TASK REQUIREMENTS
Will you transcribe the entries that follow, exactly and in full?

Records excerpted from a collection
--- START ---

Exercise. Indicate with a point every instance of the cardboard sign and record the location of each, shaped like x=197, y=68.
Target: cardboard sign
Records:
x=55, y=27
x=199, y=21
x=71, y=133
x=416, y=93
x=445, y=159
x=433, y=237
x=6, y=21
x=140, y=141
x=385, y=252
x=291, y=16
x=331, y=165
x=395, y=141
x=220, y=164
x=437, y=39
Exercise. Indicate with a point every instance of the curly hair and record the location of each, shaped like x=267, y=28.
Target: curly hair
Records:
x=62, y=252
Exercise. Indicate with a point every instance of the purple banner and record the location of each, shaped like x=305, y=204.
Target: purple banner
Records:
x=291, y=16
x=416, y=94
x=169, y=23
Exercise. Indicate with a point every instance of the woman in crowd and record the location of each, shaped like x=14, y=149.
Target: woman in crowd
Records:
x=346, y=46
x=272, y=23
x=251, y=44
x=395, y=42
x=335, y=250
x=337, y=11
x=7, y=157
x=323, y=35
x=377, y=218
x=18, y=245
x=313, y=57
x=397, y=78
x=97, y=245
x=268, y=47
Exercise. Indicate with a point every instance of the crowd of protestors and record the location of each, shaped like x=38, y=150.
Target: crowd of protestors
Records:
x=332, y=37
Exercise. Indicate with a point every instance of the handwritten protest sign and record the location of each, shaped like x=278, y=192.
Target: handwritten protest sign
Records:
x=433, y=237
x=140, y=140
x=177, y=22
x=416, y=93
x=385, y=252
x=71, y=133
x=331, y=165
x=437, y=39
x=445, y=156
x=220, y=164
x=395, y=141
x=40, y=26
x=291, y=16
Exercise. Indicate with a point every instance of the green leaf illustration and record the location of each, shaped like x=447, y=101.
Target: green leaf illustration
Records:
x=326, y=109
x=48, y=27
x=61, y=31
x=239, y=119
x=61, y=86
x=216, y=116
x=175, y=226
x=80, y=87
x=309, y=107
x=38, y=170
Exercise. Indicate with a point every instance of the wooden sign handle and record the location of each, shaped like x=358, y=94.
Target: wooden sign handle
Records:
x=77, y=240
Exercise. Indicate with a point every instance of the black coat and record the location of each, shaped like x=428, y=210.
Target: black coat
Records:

--- END ---

REPLY
Exercise. Indicate with a point every instance of the cardboard sign and record the location of each, shaped like x=197, y=68.
Target: cardboard sign
Records:
x=55, y=27
x=199, y=21
x=71, y=133
x=416, y=93
x=445, y=159
x=433, y=237
x=6, y=21
x=140, y=141
x=385, y=252
x=291, y=16
x=331, y=165
x=395, y=141
x=220, y=164
x=437, y=39
Exercise. Indicate with a point every instance of the curly hair and record the location of each, shaped like x=267, y=28.
Target: curly hair
Records:
x=62, y=252
Exercise. Indicate with a point every instance of the purple banner and record the location of each, shaped like x=305, y=204.
Target: purple banner
Records:
x=291, y=16
x=416, y=94
x=169, y=23
Exercise. Indicate with a point every instance of the woman in crowd and record the location of each, shaped like x=14, y=149.
Target: woman in crowd
Records:
x=346, y=46
x=272, y=23
x=251, y=44
x=395, y=42
x=335, y=250
x=337, y=11
x=7, y=157
x=323, y=35
x=377, y=218
x=18, y=245
x=313, y=57
x=397, y=78
x=97, y=245
x=268, y=47
Exercise. Indicate with a point every instance of the crowd of protestors and record the location of each, shaped like x=38, y=150.
Target: crowd of protestors
Records:
x=332, y=37
Exercise. Indicate with a point every instance of the handwritten protest sign and record the location of each, shaped like x=278, y=192.
Target: handwritten protest sign
Records:
x=433, y=237
x=140, y=140
x=177, y=22
x=416, y=93
x=385, y=252
x=71, y=133
x=331, y=165
x=437, y=39
x=445, y=156
x=220, y=164
x=395, y=141
x=40, y=26
x=291, y=16
Exercise. Indicate with a point every instance of the green leaf illustration and record the location of each, shaped like x=447, y=101.
Target: green leaf illustration
Records:
x=326, y=109
x=48, y=27
x=61, y=31
x=239, y=119
x=61, y=86
x=216, y=116
x=175, y=226
x=80, y=87
x=309, y=107
x=38, y=170
Exercise. Indicate with a point every instance of the wooden sign handle and record the location of each, shaped like x=358, y=94.
Target: wooden sign handle
Records:
x=77, y=240
Exercise. Indicate with a point every instance of the black coat and record the location of each, shaped like x=428, y=210.
Target: black coat
Records:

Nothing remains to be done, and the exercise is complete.